- EXERCISE GOAL -
Only the lines from the one with "Where can you see the white dragon" to the end of the data below should be given again, exactly as written.

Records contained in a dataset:
Start of Block
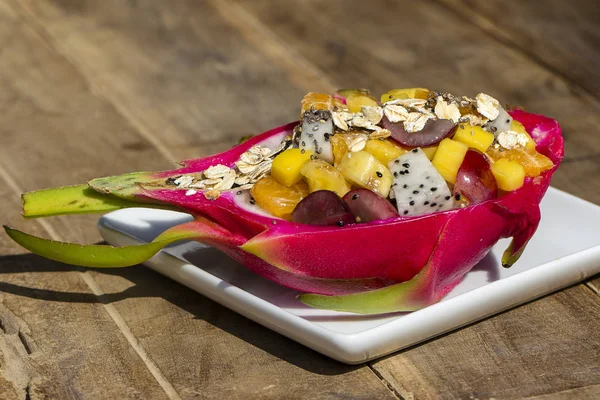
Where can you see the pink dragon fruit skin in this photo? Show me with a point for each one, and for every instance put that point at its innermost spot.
(399, 264)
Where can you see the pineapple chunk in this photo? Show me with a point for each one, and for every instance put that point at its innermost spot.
(448, 158)
(509, 175)
(340, 148)
(533, 162)
(286, 166)
(384, 150)
(518, 127)
(277, 199)
(320, 175)
(355, 101)
(363, 169)
(410, 93)
(474, 136)
(429, 151)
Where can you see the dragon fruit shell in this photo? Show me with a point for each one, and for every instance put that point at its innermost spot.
(316, 251)
(428, 254)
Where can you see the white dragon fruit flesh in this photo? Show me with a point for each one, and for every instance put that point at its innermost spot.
(317, 129)
(418, 187)
(502, 123)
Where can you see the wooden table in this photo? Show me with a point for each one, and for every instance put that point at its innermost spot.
(93, 88)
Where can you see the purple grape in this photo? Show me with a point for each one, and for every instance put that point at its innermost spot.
(368, 206)
(322, 207)
(475, 181)
(433, 132)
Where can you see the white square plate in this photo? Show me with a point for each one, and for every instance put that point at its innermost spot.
(565, 250)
End of Block
- TASK RESPONSE -
Where can you see the white dragon fruit flesh in this photo? Show me with a point for each one, and for every instance put that point at its innermost spot.
(317, 129)
(418, 187)
(502, 123)
Where can you see the wooden table in this photo? Show me with a point for each one, and for every instance put that point at its innermost spot.
(93, 88)
Where can you see the purple grape in this photo? Show me with a point for each one, and for every instance put that point at its innermost spot.
(368, 206)
(322, 207)
(475, 181)
(433, 132)
Where can you see the white square plate in this photo? Show me with a point for each one, and for every instance put that point at its innermost spot.
(565, 250)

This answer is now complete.